▸ What is needed:
Reproduce this listing in full.
^^^^^^^^^^^^^^^^
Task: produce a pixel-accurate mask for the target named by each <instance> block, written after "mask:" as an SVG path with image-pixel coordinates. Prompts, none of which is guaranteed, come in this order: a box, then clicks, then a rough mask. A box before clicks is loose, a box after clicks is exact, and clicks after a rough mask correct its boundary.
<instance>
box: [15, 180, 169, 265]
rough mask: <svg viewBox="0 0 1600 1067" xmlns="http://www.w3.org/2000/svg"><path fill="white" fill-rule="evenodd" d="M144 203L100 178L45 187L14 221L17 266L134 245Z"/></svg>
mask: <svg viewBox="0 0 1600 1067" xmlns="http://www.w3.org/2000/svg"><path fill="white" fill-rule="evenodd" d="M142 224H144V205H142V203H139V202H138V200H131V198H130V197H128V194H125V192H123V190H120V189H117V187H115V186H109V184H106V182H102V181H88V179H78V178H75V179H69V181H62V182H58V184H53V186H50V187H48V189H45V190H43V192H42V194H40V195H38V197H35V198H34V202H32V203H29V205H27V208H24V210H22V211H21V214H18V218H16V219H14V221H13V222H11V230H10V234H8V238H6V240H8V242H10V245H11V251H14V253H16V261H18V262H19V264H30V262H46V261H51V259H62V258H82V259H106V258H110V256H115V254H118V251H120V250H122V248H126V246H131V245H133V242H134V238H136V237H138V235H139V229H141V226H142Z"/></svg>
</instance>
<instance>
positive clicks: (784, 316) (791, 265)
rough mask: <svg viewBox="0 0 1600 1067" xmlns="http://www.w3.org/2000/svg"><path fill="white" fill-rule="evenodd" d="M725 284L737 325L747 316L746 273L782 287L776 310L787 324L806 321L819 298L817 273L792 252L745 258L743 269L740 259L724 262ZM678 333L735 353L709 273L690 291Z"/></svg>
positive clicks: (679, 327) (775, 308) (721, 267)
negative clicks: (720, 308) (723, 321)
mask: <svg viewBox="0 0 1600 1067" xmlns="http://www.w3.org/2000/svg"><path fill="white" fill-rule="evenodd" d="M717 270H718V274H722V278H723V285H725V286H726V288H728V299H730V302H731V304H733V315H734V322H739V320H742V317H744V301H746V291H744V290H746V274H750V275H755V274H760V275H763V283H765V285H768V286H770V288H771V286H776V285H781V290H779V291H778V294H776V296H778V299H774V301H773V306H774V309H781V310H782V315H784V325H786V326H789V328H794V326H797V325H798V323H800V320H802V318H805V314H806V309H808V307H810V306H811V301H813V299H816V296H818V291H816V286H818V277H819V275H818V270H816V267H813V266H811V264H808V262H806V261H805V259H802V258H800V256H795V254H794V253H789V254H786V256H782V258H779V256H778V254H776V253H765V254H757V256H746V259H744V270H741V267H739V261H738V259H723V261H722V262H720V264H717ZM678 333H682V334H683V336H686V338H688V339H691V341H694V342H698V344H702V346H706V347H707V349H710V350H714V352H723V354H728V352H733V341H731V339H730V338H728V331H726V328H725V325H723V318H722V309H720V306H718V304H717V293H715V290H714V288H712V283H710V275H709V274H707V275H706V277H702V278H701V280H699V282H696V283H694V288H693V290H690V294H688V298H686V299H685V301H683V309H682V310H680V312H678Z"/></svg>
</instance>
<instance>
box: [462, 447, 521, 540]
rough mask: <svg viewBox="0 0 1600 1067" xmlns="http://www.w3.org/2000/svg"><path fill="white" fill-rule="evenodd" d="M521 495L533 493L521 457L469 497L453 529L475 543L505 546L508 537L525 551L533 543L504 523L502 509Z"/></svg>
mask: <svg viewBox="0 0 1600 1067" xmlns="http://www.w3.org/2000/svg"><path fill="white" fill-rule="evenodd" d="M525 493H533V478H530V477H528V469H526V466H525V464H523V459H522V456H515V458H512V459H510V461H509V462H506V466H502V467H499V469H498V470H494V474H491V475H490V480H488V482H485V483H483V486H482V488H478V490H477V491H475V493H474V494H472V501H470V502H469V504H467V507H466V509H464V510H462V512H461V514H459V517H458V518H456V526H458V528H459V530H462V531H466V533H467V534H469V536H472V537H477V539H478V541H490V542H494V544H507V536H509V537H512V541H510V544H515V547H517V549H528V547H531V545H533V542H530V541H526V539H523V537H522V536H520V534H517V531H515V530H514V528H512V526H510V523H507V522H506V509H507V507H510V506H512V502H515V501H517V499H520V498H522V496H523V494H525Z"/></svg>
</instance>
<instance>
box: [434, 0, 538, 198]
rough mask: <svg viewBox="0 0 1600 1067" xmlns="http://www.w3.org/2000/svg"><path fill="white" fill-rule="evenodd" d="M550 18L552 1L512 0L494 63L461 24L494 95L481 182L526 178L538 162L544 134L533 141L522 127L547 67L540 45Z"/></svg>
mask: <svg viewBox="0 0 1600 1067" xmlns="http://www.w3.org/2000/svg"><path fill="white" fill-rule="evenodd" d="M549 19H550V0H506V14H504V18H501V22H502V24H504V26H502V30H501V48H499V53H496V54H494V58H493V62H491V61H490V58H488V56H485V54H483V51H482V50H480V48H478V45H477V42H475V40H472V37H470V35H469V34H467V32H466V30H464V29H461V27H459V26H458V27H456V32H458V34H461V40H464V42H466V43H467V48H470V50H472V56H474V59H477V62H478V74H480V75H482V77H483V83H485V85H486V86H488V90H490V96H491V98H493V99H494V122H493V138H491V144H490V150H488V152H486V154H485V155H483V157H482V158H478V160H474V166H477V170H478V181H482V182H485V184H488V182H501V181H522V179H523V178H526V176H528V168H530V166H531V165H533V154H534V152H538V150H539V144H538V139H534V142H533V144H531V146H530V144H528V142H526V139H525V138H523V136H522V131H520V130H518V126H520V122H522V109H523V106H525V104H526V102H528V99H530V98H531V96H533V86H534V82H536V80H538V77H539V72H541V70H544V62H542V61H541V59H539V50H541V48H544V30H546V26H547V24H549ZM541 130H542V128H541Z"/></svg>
^^^^^^^^^^^^^^^^
▸ Completed task:
Task: produce a pixel-accurate mask for the target named by each <instance> block, written after "mask:" as an SVG path with image-pixel coordinates. Prompts, none of which is guaranteed, come in this order: a box, then clicks, then a rough mask. A box before clicks is loose, a box after clicks is exact, and clicks after a rough mask correct its boundary.
<instance>
box: [15, 180, 169, 265]
rough mask: <svg viewBox="0 0 1600 1067" xmlns="http://www.w3.org/2000/svg"><path fill="white" fill-rule="evenodd" d="M144 203L100 178L45 187L14 221L17 266L134 245Z"/></svg>
mask: <svg viewBox="0 0 1600 1067" xmlns="http://www.w3.org/2000/svg"><path fill="white" fill-rule="evenodd" d="M142 224H144V205H142V203H139V202H138V200H131V198H130V197H128V194H125V192H123V190H120V189H117V187H115V186H109V184H106V182H102V181H88V179H78V178H75V179H69V181H62V182H58V184H53V186H50V187H48V189H45V190H43V192H42V194H40V195H38V197H35V198H34V202H32V203H29V205H27V208H24V210H22V211H21V214H18V218H16V219H14V221H13V222H11V230H10V234H8V238H6V240H8V242H10V245H11V251H14V253H16V261H18V262H19V264H30V262H46V261H51V259H62V258H82V259H106V258H110V256H115V254H118V251H120V250H122V248H126V246H131V245H133V242H134V238H136V237H138V235H139V229H141V226H142Z"/></svg>
</instance>
<instance>
positive clicks: (784, 316) (791, 265)
rough mask: <svg viewBox="0 0 1600 1067" xmlns="http://www.w3.org/2000/svg"><path fill="white" fill-rule="evenodd" d="M725 284L737 325L747 316L746 273L782 287L776 310L787 324L806 321L819 298L817 273L792 252L745 258L743 269L740 259L724 262ZM678 333L735 353L709 273L690 291Z"/></svg>
positive clicks: (679, 327) (775, 308) (721, 267)
negative clicks: (720, 308) (723, 321)
mask: <svg viewBox="0 0 1600 1067" xmlns="http://www.w3.org/2000/svg"><path fill="white" fill-rule="evenodd" d="M717 270H718V274H722V278H723V285H725V286H726V288H728V299H730V302H731V304H733V315H734V322H739V320H742V317H744V301H746V291H744V290H746V274H750V275H755V274H760V275H763V283H765V285H768V286H770V288H771V286H776V285H781V290H779V291H778V294H776V296H778V299H774V301H773V306H774V309H781V310H782V315H784V325H786V326H789V328H794V326H797V325H798V323H800V320H802V318H805V314H806V309H808V307H810V306H811V301H813V299H816V296H818V291H816V286H818V277H819V275H818V270H816V267H813V266H811V264H808V262H806V261H805V259H802V258H800V256H795V254H794V253H789V254H786V256H782V258H779V256H778V254H776V253H765V254H757V256H746V259H744V270H741V267H739V261H738V259H723V261H722V262H720V264H717ZM678 333H682V334H683V336H686V338H688V339H691V341H694V342H698V344H702V346H706V347H707V349H710V350H714V352H723V354H728V352H733V341H731V339H730V338H728V331H726V328H725V325H723V318H722V309H720V306H718V304H717V293H715V290H714V288H712V283H710V275H709V274H707V275H706V277H702V278H701V280H699V282H696V283H694V288H693V290H690V294H688V298H686V299H685V301H683V309H682V310H680V312H678Z"/></svg>
</instance>
<instance>
box: [462, 447, 521, 540]
rough mask: <svg viewBox="0 0 1600 1067" xmlns="http://www.w3.org/2000/svg"><path fill="white" fill-rule="evenodd" d="M521 495L533 493L521 457L469 497L453 529L475 543L505 546L508 537L525 551L533 543L504 523L502 509Z"/></svg>
mask: <svg viewBox="0 0 1600 1067" xmlns="http://www.w3.org/2000/svg"><path fill="white" fill-rule="evenodd" d="M525 493H533V478H530V477H528V469H526V466H525V464H523V459H522V456H515V458H512V459H510V461H509V462H506V466H502V467H499V469H498V470H494V474H491V475H490V480H488V482H485V483H483V486H482V488H478V490H477V491H475V493H474V494H472V501H470V502H469V504H467V507H466V509H464V510H462V512H461V514H459V517H458V518H456V526H458V528H459V530H462V531H466V533H467V534H469V536H472V537H477V539H478V541H490V542H494V544H507V536H509V537H512V541H510V544H515V547H517V549H528V547H531V545H533V542H530V541H526V539H523V537H522V536H520V534H517V531H515V530H514V528H512V526H510V523H507V522H506V509H507V507H510V506H512V502H515V501H517V499H520V498H522V496H523V494H525Z"/></svg>
</instance>
<instance>
box: [434, 0, 538, 198]
rough mask: <svg viewBox="0 0 1600 1067" xmlns="http://www.w3.org/2000/svg"><path fill="white" fill-rule="evenodd" d="M550 18L552 1L512 0L494 63L461 24L494 95L481 182L526 178L538 162L544 134L533 141L522 127L547 67L540 45Z"/></svg>
mask: <svg viewBox="0 0 1600 1067" xmlns="http://www.w3.org/2000/svg"><path fill="white" fill-rule="evenodd" d="M549 19H550V0H506V14H504V18H501V22H502V24H504V26H502V30H501V48H499V53H496V54H494V58H493V62H491V61H490V58H488V56H485V54H483V51H482V50H480V48H478V45H477V42H475V40H472V37H470V35H469V34H467V32H466V30H464V29H461V27H459V26H458V27H456V32H458V34H461V40H464V42H466V43H467V48H470V50H472V56H474V59H477V62H478V74H480V75H482V77H483V83H485V85H486V86H488V90H490V96H491V98H493V99H494V122H493V138H491V144H490V150H488V152H486V154H485V155H483V157H482V158H478V160H474V166H477V170H478V181H482V182H485V184H488V182H501V181H522V179H523V178H526V176H528V168H530V166H531V165H533V154H534V152H538V150H539V144H538V139H534V142H533V144H531V146H530V144H528V142H526V139H525V138H523V136H522V131H520V130H518V126H520V122H522V109H523V106H525V104H526V102H528V99H530V98H531V96H533V86H534V82H536V80H538V77H539V72H541V70H544V62H542V61H541V59H539V50H541V48H544V30H546V26H547V24H549ZM541 130H542V128H541Z"/></svg>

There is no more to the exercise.